WORK ORDER:
Nothing in the records may be dropped. Retype them all exactly.

EXTRACTED DATA:
++++++++++
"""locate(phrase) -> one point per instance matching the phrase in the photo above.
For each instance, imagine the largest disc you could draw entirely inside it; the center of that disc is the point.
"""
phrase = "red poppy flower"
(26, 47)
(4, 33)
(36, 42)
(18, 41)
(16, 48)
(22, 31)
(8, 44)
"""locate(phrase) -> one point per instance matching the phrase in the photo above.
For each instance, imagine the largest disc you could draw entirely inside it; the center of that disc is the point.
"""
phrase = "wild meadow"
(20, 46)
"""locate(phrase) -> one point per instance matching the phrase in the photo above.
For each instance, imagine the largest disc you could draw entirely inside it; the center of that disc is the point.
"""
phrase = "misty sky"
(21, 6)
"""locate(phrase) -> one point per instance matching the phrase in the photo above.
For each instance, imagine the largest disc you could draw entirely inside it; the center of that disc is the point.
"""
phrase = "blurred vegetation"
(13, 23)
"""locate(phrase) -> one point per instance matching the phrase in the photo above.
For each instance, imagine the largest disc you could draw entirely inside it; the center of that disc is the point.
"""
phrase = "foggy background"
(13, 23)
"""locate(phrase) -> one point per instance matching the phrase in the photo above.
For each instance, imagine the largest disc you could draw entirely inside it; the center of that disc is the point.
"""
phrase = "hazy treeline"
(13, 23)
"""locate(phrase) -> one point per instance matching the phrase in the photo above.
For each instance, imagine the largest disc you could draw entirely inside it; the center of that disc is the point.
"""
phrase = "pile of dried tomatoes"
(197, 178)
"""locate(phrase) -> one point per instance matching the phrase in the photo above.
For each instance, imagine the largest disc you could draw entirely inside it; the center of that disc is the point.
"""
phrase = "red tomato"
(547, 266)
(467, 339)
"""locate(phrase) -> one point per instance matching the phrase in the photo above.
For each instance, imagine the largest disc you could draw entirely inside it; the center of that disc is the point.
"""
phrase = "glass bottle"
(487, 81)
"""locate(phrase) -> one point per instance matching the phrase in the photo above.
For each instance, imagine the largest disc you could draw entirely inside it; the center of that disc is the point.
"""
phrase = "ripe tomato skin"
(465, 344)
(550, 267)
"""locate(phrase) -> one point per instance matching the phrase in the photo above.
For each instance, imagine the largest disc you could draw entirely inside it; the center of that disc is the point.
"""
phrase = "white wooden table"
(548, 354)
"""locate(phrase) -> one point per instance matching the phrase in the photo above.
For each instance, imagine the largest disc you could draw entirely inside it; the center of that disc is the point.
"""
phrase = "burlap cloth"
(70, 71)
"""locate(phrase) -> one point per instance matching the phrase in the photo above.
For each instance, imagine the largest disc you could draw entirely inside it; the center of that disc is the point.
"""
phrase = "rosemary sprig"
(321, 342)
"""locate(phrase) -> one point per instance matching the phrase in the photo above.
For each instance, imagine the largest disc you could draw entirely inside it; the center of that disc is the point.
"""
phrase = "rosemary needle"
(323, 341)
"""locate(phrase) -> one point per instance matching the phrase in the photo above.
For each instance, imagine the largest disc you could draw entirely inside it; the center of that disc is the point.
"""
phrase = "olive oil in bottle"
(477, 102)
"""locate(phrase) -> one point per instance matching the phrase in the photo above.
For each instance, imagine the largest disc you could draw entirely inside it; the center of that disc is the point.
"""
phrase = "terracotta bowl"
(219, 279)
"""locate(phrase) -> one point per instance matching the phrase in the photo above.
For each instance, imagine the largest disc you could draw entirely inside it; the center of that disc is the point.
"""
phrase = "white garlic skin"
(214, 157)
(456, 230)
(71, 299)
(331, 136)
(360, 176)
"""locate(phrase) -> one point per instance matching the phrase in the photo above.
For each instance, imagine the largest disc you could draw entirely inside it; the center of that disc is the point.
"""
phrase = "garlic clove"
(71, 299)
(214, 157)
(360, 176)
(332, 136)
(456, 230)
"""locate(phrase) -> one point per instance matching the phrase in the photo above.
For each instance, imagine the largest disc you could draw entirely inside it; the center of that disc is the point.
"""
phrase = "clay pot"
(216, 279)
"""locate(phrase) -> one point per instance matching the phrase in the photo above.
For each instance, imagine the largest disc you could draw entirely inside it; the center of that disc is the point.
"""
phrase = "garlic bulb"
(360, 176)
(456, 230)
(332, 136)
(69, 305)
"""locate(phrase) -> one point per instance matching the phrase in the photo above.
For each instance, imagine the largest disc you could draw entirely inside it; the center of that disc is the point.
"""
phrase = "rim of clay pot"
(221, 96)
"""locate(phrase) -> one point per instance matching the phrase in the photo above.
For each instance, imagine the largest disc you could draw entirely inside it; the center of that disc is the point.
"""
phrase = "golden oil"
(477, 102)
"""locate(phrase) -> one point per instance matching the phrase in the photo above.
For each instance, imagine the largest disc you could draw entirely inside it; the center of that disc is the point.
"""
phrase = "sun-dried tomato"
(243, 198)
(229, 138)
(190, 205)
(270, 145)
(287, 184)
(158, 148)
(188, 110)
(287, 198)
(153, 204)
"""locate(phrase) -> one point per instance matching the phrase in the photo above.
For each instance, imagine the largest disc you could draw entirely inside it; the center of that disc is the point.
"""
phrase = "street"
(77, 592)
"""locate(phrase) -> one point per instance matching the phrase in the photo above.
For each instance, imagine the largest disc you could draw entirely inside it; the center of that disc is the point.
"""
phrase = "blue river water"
++++++++++
RESPONSE BELOW:
"""locate(phrase) -> one point per instance matching the phrase in the photo above.
For each instance, imagine the largest disc you could draw entirely inside it; the center of that disc is the point.
"""
phrase = "red poppy flower"
(26, 47)
(4, 33)
(36, 42)
(18, 41)
(16, 48)
(22, 31)
(8, 44)
"""locate(phrase) -> one point per instance matching the phrase in the photo above.
For each instance, imagine the largest disc you could draw entirely inside it; the center of that disc is the point.
"""
phrase = "wild meadow"
(20, 46)
"""locate(phrase) -> one point per instance matching the phrase in the photo above.
For each instance, imagine the largest disc you could draw entirely inside it; the center of that disc is the point.
"""
phrase = "misty sky"
(21, 6)
"""locate(phrase) -> one point per instance matching the phrase in the photo above.
For each instance, imagine the largest disc you could draw entirely inside it; the center of that disc is the point.
"""
phrase = "blurred vegetation"
(13, 23)
"""locate(phrase) -> one point per instance matching the phrase in the photo above.
For each instance, imagine the largest disc you could draw entirely inside it; the center of that disc is the point.
"""
phrase = "foggy background"
(13, 23)
"""locate(phrase) -> one point per instance matching the phrase in the photo above.
For each instance, imagine the largest disc you could draw entirely inside it; the center of that disc is the point.
"""
phrase = "hazy treeline"
(13, 23)
"""locate(phrase) -> one point per instance matching the phrase in the photo above.
For each instance, imagine the largest disc you could draw entirely inside it; the center of that disc is the point.
"""
phrase = "pile of dried tomatoes"
(197, 178)
"""locate(phrase) -> one point per instance matching the phrase in the photo above.
For each instance, imagine the largest disc you could draw entirely inside it; the center of that disc is the point.
"""
phrase = "red tomato"
(547, 266)
(467, 339)
"""locate(phrase) -> one point per instance matching the phrase in the photo above.
For each instance, imagine the largest disc you could draw entirely inside it; the center of that disc is the point.
"""
phrase = "glass bottle"
(487, 81)
"""locate(phrase) -> one point per instance matching the phrase in the photo above.
For each instance, imagine the largest disc you could draw entirely inside it; the center of that disc is the point.
"""
phrase = "ripe tomato skin"
(465, 344)
(550, 267)
"""locate(phrase) -> one point per instance matching the phrase in the photo above.
For each instance, imagine the largest disc you could draw entirely inside it; the center of that disc is the point.
"""
phrase = "white wooden table"
(548, 354)
"""locate(phrase) -> one point per instance matching the phrase in the photo above.
For each instance, imagine the largest disc you could draw entirely inside it; the center of that disc is the point.
"""
phrase = "burlap cloth"
(70, 71)
"""locate(phrase) -> one point per instance matching the phrase in the photo above.
For each instance, imagine the largest disc you could draw entirely inside it; the center of that disc is the point.
"""
phrase = "rosemary sprig"
(321, 342)
"""locate(phrase) -> one point per instance matching the phrase in the photo above.
For each instance, imagine the largest disc you could draw entirely inside it; the center of that disc is the point.
"""
phrase = "rosemary needle"
(323, 341)
"""locate(phrase) -> one point per instance matching the phrase in the photo above.
For each instance, imagine the largest disc you could draw entirely inside it; the center of that disc is the point.
"""
phrase = "olive oil in bottle"
(477, 102)
"""locate(phrase) -> one point per instance matching the phrase in the photo above.
For each instance, imagine the largest disc you could draw entirely inside it; the center of that disc is the point.
"""
phrase = "terracotta bowl"
(219, 279)
"""locate(phrase) -> one point per instance matching the phrase in the photo above.
For each instance, imagine the largest disc you could draw entirely inside it; the center of that disc is the point.
"""
phrase = "white garlic skin"
(214, 157)
(456, 230)
(71, 299)
(331, 136)
(360, 176)
"""locate(phrase) -> one point per instance matching the phrase in the photo above.
For each instance, imagine the largest disc you could draw entirely inside it; the center of that disc is the point.
"""
phrase = "garlic clove"
(71, 299)
(214, 157)
(360, 176)
(332, 136)
(456, 230)
"""locate(phrase) -> one point per instance matching the phrase in the photo above.
For each instance, imagine the largest disc you could draw entirely inside it; the center of that disc is the point.
"""
phrase = "clay pot"
(216, 279)
"""locate(phrase) -> one point per instance matching the phrase in the photo above.
For each instance, imagine the largest disc you could draw entirely inside it; the center of that disc is the point.
"""
phrase = "garlic bulb"
(360, 176)
(456, 230)
(332, 136)
(69, 305)
"""locate(phrase) -> one point per instance matching the phrase in the photo above.
For each instance, imagine the largest disc you could draw entirely inside it; the center of that disc is the point.
"""
phrase = "rim of clay pot"
(221, 96)
"""locate(phrase) -> one point per instance matching the phrase in the photo above.
For each instance, imagine the largest disc you could draw entirely inside it; the center of that disc is the point.
"""
phrase = "golden oil"
(477, 102)
"""locate(phrase) -> one point per instance matching the phrase in the photo above.
For each instance, imagine the largest disc you could draw entirely inside it; the center of that disc is the point.
"""
phrase = "sun-dried tomato"
(243, 198)
(229, 138)
(190, 205)
(270, 145)
(287, 184)
(158, 148)
(188, 110)
(287, 198)
(153, 204)
"""locate(phrase) -> one point per instance matching the phrase in the photo above.
For each instance, imagine the largest disc you could draw entirely inside it; the center of that disc is the point.
"""
phrase = "street"
(77, 592)
"""locate(phrase) -> one point per instance matching the phrase in the photo above.
For each instance, imagine the largest disc you could draw entirely inside it; the center of that disc is the point.
"""
phrase = "blue river water"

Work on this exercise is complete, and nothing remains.